● **Records provided**
####
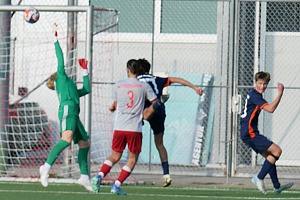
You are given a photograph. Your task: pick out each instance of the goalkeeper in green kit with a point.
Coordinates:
(71, 127)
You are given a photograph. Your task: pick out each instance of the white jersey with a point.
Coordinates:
(130, 95)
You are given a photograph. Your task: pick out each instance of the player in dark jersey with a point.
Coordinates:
(250, 134)
(130, 96)
(71, 127)
(158, 119)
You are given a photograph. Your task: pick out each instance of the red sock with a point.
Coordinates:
(106, 167)
(126, 171)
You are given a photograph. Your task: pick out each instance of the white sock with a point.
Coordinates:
(117, 183)
(84, 177)
(47, 167)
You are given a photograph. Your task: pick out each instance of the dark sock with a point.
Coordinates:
(265, 169)
(165, 166)
(274, 178)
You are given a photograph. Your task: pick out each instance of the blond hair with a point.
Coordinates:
(50, 82)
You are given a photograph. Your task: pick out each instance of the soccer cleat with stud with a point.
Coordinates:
(96, 182)
(166, 179)
(259, 184)
(117, 190)
(43, 176)
(86, 184)
(164, 97)
(283, 187)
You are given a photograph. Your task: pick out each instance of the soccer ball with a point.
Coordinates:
(31, 15)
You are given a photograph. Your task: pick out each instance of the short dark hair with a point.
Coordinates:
(144, 66)
(263, 76)
(132, 65)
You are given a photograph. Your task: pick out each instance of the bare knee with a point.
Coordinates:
(83, 144)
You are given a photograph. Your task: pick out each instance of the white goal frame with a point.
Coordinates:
(88, 45)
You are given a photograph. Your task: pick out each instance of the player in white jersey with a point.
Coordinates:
(129, 100)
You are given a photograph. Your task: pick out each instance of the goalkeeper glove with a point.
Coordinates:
(83, 64)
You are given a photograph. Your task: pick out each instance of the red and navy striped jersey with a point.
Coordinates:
(254, 103)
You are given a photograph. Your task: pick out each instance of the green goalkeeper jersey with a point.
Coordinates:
(66, 89)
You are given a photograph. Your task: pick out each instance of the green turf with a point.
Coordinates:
(34, 191)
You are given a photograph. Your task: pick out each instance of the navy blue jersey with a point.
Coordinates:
(249, 119)
(156, 83)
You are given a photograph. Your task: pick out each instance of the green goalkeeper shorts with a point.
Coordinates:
(73, 123)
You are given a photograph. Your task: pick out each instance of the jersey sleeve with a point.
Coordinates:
(115, 91)
(60, 58)
(167, 81)
(258, 100)
(86, 86)
(150, 95)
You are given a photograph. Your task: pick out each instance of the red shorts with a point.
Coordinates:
(132, 139)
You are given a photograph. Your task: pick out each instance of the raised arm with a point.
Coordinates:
(86, 80)
(272, 106)
(186, 83)
(58, 51)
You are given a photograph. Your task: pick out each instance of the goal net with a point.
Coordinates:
(29, 123)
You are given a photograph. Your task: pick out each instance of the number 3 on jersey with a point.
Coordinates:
(131, 99)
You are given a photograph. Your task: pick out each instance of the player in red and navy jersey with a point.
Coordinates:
(250, 134)
(158, 119)
(129, 101)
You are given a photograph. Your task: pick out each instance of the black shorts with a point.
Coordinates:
(259, 143)
(157, 122)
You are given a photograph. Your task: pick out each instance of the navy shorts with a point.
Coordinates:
(157, 122)
(259, 143)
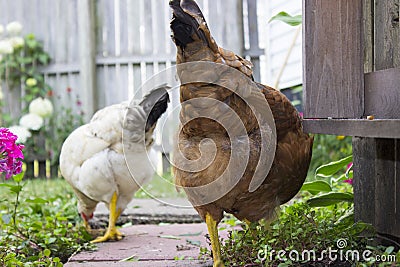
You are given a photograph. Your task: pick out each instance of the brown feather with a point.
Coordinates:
(293, 149)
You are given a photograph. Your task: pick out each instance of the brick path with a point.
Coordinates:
(152, 245)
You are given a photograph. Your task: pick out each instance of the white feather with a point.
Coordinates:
(96, 163)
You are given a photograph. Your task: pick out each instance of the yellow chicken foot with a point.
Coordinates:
(112, 232)
(215, 245)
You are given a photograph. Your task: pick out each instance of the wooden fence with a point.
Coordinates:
(104, 50)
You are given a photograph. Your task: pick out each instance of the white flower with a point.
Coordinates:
(42, 107)
(6, 47)
(31, 121)
(21, 132)
(17, 42)
(14, 28)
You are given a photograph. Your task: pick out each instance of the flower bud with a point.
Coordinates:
(31, 82)
(17, 42)
(6, 47)
(31, 121)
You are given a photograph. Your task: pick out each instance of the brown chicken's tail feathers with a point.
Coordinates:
(154, 104)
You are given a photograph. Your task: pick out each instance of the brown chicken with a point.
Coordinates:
(228, 119)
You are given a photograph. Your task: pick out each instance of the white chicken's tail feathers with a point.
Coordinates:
(154, 104)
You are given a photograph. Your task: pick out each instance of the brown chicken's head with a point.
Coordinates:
(188, 24)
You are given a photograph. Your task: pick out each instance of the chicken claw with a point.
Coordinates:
(215, 245)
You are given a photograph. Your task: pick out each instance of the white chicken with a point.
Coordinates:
(109, 158)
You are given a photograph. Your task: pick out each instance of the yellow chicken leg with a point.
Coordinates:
(215, 245)
(112, 232)
(87, 225)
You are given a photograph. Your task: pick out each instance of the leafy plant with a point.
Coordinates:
(37, 230)
(42, 130)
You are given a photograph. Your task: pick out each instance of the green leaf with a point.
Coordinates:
(288, 19)
(18, 177)
(316, 187)
(330, 199)
(331, 168)
(37, 200)
(170, 237)
(192, 234)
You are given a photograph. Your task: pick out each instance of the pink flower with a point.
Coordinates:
(349, 181)
(10, 153)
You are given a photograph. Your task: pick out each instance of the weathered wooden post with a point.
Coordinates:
(351, 71)
(87, 46)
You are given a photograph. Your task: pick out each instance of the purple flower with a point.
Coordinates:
(10, 153)
(349, 181)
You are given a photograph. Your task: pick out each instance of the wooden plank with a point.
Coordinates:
(60, 20)
(147, 23)
(397, 190)
(333, 59)
(72, 25)
(109, 27)
(387, 34)
(382, 94)
(122, 27)
(385, 185)
(134, 16)
(87, 55)
(368, 17)
(364, 186)
(365, 128)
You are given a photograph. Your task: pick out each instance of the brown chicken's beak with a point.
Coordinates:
(186, 20)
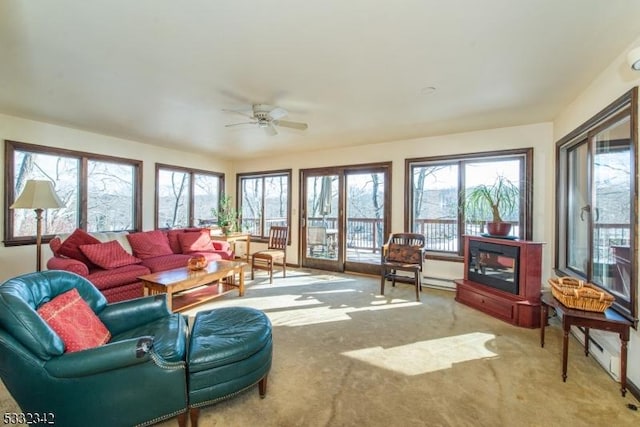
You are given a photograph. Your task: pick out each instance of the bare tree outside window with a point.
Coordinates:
(264, 201)
(186, 197)
(110, 202)
(99, 193)
(173, 199)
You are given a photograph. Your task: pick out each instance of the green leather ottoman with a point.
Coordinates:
(230, 351)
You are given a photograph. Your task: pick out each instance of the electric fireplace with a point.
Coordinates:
(502, 277)
(493, 265)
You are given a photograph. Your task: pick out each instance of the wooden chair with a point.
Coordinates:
(402, 252)
(276, 252)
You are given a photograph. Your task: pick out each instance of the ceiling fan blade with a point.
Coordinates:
(242, 113)
(278, 113)
(238, 124)
(270, 130)
(292, 125)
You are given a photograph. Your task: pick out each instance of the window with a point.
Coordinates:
(100, 193)
(186, 197)
(265, 200)
(438, 186)
(597, 208)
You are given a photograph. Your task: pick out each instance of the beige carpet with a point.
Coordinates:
(346, 356)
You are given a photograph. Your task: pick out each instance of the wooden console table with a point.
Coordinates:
(607, 321)
(237, 237)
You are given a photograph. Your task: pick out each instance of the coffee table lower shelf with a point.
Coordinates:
(185, 288)
(188, 299)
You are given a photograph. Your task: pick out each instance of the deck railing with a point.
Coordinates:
(441, 234)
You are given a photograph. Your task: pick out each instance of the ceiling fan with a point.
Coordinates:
(268, 117)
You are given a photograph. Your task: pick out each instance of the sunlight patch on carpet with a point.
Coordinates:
(427, 356)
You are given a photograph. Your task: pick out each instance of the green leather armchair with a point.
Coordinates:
(137, 378)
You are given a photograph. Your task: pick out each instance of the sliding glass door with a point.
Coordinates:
(345, 216)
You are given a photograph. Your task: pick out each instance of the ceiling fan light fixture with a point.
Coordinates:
(633, 58)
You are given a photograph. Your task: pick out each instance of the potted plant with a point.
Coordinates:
(495, 201)
(227, 214)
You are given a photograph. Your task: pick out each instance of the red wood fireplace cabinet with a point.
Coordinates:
(502, 277)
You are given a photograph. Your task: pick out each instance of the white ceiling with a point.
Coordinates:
(161, 71)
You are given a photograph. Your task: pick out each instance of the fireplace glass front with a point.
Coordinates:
(494, 265)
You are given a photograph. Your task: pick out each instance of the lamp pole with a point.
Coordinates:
(39, 238)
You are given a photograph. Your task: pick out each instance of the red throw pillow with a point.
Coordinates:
(71, 245)
(195, 242)
(109, 255)
(74, 322)
(149, 244)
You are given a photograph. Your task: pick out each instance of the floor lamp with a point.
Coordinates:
(38, 195)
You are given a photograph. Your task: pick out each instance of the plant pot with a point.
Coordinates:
(498, 228)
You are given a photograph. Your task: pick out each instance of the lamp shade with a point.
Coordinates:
(37, 194)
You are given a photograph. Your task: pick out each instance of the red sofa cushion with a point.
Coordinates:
(71, 246)
(147, 244)
(195, 242)
(172, 236)
(166, 262)
(109, 255)
(107, 279)
(74, 322)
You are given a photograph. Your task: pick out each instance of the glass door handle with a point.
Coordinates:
(585, 208)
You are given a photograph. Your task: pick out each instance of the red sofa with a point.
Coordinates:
(113, 261)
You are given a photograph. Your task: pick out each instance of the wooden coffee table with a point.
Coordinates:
(186, 288)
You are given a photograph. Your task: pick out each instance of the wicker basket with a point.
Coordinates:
(575, 293)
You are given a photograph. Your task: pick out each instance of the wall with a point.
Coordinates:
(538, 136)
(21, 259)
(614, 81)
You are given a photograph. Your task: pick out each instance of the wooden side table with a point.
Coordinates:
(237, 237)
(607, 321)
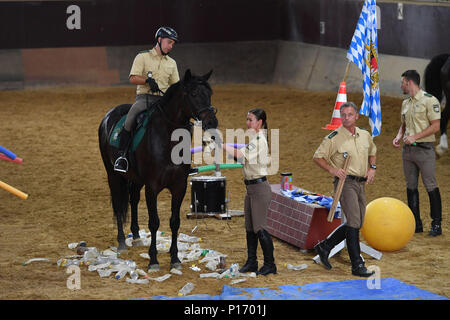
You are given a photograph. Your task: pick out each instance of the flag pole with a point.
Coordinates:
(347, 69)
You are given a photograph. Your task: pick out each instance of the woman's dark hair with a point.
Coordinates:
(260, 114)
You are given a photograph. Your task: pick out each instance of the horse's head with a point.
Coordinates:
(198, 95)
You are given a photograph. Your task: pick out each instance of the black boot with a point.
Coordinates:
(354, 251)
(121, 163)
(324, 248)
(435, 212)
(413, 204)
(267, 246)
(252, 244)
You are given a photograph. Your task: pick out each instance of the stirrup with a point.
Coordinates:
(117, 167)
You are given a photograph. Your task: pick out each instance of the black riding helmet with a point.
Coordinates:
(166, 32)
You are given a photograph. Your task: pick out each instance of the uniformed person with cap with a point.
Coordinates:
(420, 120)
(330, 156)
(153, 72)
(256, 158)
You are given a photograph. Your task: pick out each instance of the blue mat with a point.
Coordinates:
(386, 289)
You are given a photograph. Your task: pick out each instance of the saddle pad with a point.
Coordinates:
(114, 139)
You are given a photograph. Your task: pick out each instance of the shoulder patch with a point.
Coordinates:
(331, 135)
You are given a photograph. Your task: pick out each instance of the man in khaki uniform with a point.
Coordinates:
(153, 72)
(420, 120)
(330, 156)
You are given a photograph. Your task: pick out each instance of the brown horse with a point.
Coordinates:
(151, 164)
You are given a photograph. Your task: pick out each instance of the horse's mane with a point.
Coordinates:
(170, 92)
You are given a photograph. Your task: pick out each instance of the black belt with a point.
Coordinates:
(424, 145)
(357, 179)
(259, 180)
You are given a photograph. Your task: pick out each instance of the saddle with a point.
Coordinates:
(142, 120)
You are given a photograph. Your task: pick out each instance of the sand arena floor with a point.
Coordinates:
(55, 132)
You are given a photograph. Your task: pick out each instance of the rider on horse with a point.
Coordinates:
(157, 70)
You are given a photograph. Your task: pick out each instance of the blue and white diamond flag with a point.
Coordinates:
####
● **What the task requires**
Tell how many lines in the data contain the word "goalkeeper", answering with that number and no other text.

● **Solution below**
4